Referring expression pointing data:
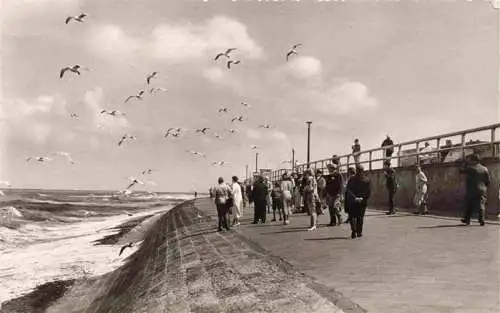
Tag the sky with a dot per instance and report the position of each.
(365, 69)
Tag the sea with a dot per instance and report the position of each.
(48, 235)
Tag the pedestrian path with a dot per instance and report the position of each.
(402, 264)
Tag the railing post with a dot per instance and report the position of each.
(399, 155)
(438, 154)
(370, 159)
(418, 151)
(493, 146)
(463, 146)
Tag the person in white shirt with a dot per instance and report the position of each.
(421, 192)
(237, 201)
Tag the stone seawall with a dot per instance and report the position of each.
(185, 265)
(446, 189)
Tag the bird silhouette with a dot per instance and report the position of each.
(78, 18)
(75, 69)
(151, 76)
(156, 89)
(226, 54)
(293, 51)
(232, 62)
(125, 138)
(237, 118)
(129, 245)
(138, 96)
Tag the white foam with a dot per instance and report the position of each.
(66, 252)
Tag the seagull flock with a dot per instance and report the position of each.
(172, 132)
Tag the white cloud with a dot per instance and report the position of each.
(253, 134)
(94, 100)
(32, 119)
(177, 42)
(214, 74)
(304, 66)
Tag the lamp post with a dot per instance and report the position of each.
(308, 143)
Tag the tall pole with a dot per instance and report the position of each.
(256, 162)
(308, 143)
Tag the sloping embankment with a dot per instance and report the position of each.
(184, 265)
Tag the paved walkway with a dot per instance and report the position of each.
(402, 264)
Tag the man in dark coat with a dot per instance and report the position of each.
(333, 191)
(391, 185)
(357, 194)
(388, 151)
(476, 184)
(259, 196)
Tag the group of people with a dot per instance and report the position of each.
(337, 193)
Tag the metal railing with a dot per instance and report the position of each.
(488, 148)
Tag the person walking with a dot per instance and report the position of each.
(259, 196)
(222, 192)
(356, 149)
(388, 150)
(391, 185)
(351, 171)
(277, 198)
(237, 201)
(357, 195)
(421, 192)
(311, 198)
(333, 191)
(287, 188)
(321, 183)
(476, 188)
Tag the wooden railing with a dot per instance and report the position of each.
(489, 149)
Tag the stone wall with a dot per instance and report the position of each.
(446, 189)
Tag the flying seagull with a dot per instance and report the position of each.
(138, 96)
(156, 89)
(75, 69)
(113, 113)
(153, 75)
(226, 54)
(66, 155)
(237, 118)
(195, 153)
(129, 245)
(232, 62)
(78, 18)
(292, 51)
(126, 137)
(38, 159)
(202, 130)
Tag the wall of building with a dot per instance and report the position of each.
(446, 189)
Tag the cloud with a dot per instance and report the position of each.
(32, 119)
(175, 43)
(305, 66)
(94, 100)
(253, 134)
(214, 74)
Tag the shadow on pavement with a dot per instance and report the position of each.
(327, 238)
(442, 226)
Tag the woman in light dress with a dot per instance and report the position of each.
(421, 192)
(237, 201)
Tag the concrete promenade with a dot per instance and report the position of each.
(402, 264)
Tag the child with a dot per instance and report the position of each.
(276, 195)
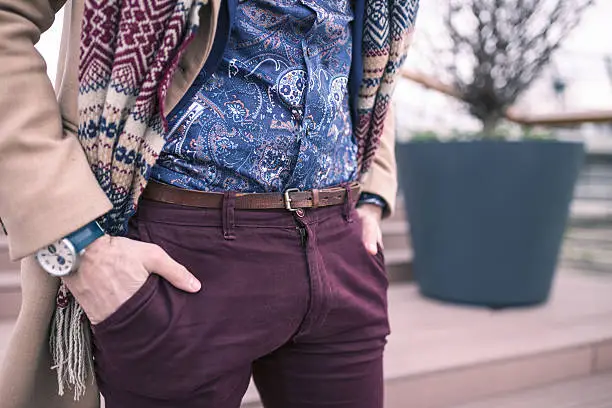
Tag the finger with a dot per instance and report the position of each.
(370, 236)
(379, 236)
(157, 261)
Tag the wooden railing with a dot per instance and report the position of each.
(553, 119)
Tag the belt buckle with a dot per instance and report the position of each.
(288, 199)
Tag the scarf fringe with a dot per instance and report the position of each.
(70, 344)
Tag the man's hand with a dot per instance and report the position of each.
(371, 216)
(113, 269)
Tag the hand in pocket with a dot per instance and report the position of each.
(113, 269)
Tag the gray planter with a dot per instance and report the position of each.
(487, 218)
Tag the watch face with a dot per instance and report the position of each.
(58, 259)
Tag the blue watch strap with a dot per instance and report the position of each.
(84, 236)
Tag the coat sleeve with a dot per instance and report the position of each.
(47, 189)
(381, 178)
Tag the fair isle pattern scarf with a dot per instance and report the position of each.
(129, 52)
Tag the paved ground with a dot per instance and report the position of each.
(592, 392)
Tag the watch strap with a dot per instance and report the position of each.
(84, 236)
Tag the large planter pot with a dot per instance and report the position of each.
(487, 218)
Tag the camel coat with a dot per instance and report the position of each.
(46, 187)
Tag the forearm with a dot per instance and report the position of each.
(46, 187)
(381, 179)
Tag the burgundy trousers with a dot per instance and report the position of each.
(293, 299)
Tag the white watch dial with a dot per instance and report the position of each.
(58, 259)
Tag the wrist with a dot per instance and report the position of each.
(62, 257)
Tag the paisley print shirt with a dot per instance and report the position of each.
(275, 113)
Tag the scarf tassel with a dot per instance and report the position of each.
(70, 345)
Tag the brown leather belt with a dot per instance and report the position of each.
(291, 199)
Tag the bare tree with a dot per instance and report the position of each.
(497, 48)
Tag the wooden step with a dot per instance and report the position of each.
(442, 355)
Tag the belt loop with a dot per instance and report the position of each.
(348, 203)
(227, 214)
(315, 198)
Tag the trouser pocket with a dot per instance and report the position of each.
(141, 347)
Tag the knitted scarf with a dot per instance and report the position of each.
(129, 52)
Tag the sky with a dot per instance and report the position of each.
(580, 63)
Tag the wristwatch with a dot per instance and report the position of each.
(62, 257)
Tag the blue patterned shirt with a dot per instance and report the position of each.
(275, 113)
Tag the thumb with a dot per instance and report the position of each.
(157, 261)
(370, 236)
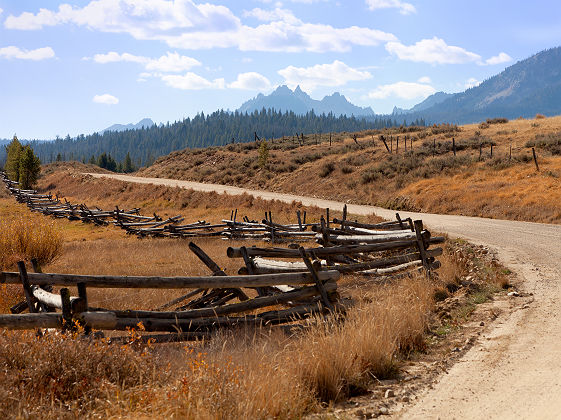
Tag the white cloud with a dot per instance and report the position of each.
(106, 99)
(434, 51)
(114, 57)
(191, 81)
(404, 8)
(184, 24)
(35, 55)
(403, 90)
(334, 74)
(472, 82)
(277, 14)
(250, 81)
(170, 63)
(498, 59)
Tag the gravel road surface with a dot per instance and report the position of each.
(514, 370)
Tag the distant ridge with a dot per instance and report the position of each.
(524, 89)
(299, 102)
(144, 123)
(432, 100)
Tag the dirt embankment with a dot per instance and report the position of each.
(513, 370)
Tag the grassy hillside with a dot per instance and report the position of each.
(242, 374)
(429, 177)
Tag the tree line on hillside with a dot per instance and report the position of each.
(22, 164)
(144, 145)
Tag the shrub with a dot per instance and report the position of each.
(326, 169)
(346, 169)
(29, 237)
(497, 120)
(484, 125)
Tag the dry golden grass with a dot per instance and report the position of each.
(26, 237)
(254, 373)
(366, 174)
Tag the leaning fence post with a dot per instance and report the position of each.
(535, 159)
(421, 244)
(26, 287)
(66, 309)
(319, 284)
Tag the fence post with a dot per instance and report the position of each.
(535, 159)
(319, 284)
(26, 287)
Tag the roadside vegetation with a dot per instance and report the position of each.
(491, 174)
(248, 373)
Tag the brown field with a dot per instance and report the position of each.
(240, 374)
(428, 178)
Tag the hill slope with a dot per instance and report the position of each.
(144, 123)
(299, 102)
(524, 89)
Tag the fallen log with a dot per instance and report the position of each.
(323, 252)
(203, 282)
(248, 305)
(96, 320)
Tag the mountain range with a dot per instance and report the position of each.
(529, 87)
(299, 102)
(144, 123)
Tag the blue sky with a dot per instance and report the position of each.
(79, 66)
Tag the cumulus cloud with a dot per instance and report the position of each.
(12, 52)
(277, 14)
(250, 81)
(106, 99)
(434, 51)
(183, 24)
(169, 63)
(403, 90)
(404, 8)
(191, 81)
(334, 74)
(471, 82)
(498, 59)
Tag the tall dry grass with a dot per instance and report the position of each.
(56, 376)
(26, 237)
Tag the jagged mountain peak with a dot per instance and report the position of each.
(299, 102)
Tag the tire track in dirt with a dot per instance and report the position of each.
(514, 369)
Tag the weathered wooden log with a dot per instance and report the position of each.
(179, 325)
(96, 320)
(265, 266)
(203, 282)
(383, 225)
(385, 262)
(367, 239)
(322, 252)
(249, 305)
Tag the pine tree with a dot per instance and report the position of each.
(127, 165)
(29, 168)
(13, 153)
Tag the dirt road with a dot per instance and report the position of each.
(514, 370)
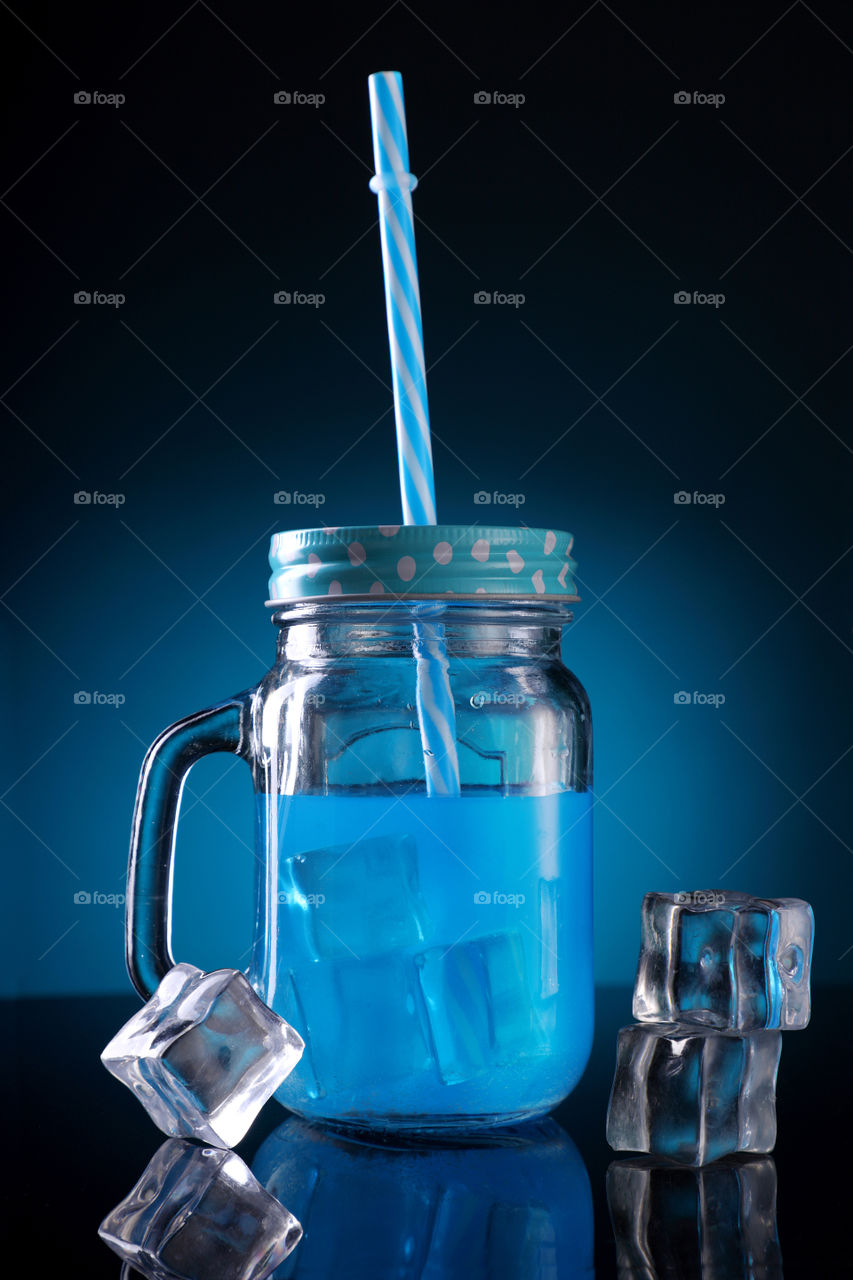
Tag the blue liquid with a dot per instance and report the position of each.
(434, 954)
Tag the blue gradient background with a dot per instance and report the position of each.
(163, 599)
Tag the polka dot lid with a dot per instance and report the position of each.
(420, 561)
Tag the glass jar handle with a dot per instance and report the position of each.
(226, 727)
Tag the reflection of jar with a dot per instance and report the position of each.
(434, 951)
(516, 1206)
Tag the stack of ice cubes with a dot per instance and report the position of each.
(720, 976)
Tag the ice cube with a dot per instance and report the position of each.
(479, 1000)
(715, 1223)
(204, 1055)
(200, 1214)
(692, 1093)
(725, 960)
(359, 900)
(329, 1000)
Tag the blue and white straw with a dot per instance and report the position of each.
(393, 184)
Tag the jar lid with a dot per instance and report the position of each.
(401, 561)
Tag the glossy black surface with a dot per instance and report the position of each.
(81, 1141)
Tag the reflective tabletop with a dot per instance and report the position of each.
(546, 1201)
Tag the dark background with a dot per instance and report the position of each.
(596, 401)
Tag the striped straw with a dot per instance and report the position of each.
(393, 184)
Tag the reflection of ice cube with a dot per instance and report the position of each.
(204, 1055)
(692, 1093)
(199, 1214)
(479, 1004)
(725, 960)
(361, 899)
(715, 1223)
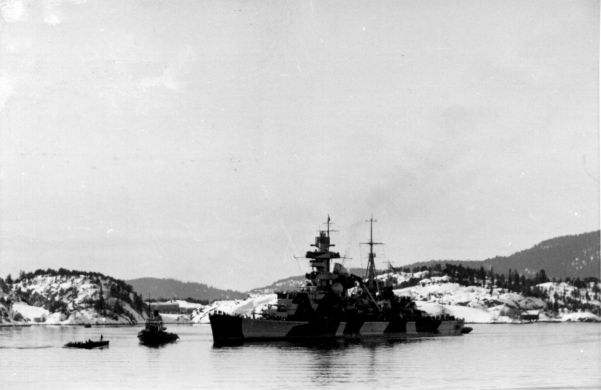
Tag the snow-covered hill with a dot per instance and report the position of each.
(69, 297)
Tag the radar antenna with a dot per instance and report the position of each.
(371, 264)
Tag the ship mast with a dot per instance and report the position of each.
(371, 264)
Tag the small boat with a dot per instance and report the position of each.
(90, 344)
(154, 333)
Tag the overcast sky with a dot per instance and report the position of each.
(208, 140)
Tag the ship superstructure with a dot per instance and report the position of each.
(334, 304)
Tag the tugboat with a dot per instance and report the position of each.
(154, 333)
(335, 305)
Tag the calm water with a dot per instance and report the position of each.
(549, 356)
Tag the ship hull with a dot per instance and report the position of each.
(234, 329)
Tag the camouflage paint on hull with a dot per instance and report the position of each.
(228, 328)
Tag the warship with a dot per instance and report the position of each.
(335, 305)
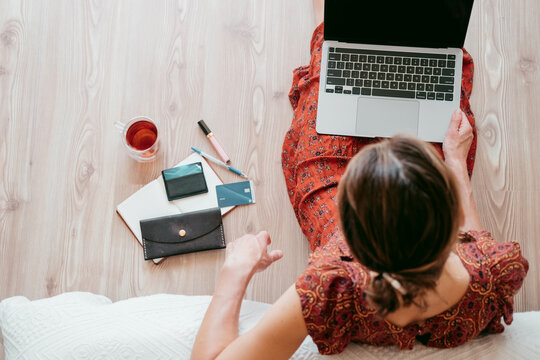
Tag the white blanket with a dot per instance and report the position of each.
(86, 326)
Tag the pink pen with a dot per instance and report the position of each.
(212, 138)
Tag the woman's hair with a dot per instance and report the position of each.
(400, 214)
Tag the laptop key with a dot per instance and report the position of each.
(444, 88)
(393, 93)
(333, 56)
(448, 72)
(334, 73)
(446, 80)
(335, 81)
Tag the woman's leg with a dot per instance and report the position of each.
(313, 164)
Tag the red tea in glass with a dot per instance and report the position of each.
(140, 137)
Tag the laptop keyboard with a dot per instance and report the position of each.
(391, 74)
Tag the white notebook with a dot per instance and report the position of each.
(151, 200)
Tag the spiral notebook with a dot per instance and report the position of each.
(151, 200)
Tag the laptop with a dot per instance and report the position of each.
(391, 67)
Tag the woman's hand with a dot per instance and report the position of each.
(250, 253)
(458, 139)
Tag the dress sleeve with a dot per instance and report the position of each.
(508, 269)
(327, 297)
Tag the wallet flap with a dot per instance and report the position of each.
(174, 229)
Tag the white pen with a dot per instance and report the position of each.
(219, 162)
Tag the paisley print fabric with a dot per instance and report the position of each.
(331, 289)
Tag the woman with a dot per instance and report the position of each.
(392, 263)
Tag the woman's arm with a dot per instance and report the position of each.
(279, 333)
(456, 146)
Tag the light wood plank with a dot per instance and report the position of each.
(69, 70)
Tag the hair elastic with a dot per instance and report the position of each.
(395, 284)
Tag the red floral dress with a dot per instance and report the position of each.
(331, 289)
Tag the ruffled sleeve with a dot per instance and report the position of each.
(508, 270)
(328, 295)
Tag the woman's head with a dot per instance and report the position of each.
(400, 214)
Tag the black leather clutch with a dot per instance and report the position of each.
(182, 234)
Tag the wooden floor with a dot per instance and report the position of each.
(68, 71)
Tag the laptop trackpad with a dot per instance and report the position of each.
(386, 118)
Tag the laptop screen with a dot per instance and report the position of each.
(421, 23)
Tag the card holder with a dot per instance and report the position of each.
(181, 234)
(184, 181)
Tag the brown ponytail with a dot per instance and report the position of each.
(399, 213)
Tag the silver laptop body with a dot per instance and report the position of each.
(407, 97)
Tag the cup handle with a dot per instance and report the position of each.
(119, 126)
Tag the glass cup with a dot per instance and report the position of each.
(140, 137)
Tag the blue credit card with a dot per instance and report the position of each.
(240, 193)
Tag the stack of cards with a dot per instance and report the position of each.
(240, 193)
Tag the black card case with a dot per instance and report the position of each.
(182, 234)
(183, 181)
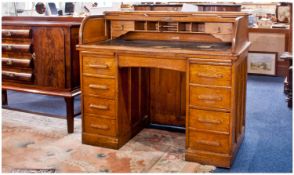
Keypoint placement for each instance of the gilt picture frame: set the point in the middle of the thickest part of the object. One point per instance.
(264, 63)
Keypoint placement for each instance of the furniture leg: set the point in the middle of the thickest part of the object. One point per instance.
(4, 97)
(70, 113)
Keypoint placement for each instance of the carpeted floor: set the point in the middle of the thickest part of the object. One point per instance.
(267, 146)
(33, 143)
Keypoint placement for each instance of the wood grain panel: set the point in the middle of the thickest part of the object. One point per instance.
(50, 61)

** How to complete this task **
From the line containing "Keypoint placement for each instance of the wood" to the final line of the data, repeat each line exactly. Include both ends.

** Exercise result **
Keypoint placement for each instance of the wood grain panel: set the point in the middle of the thickest part of the object. One point per instance.
(50, 61)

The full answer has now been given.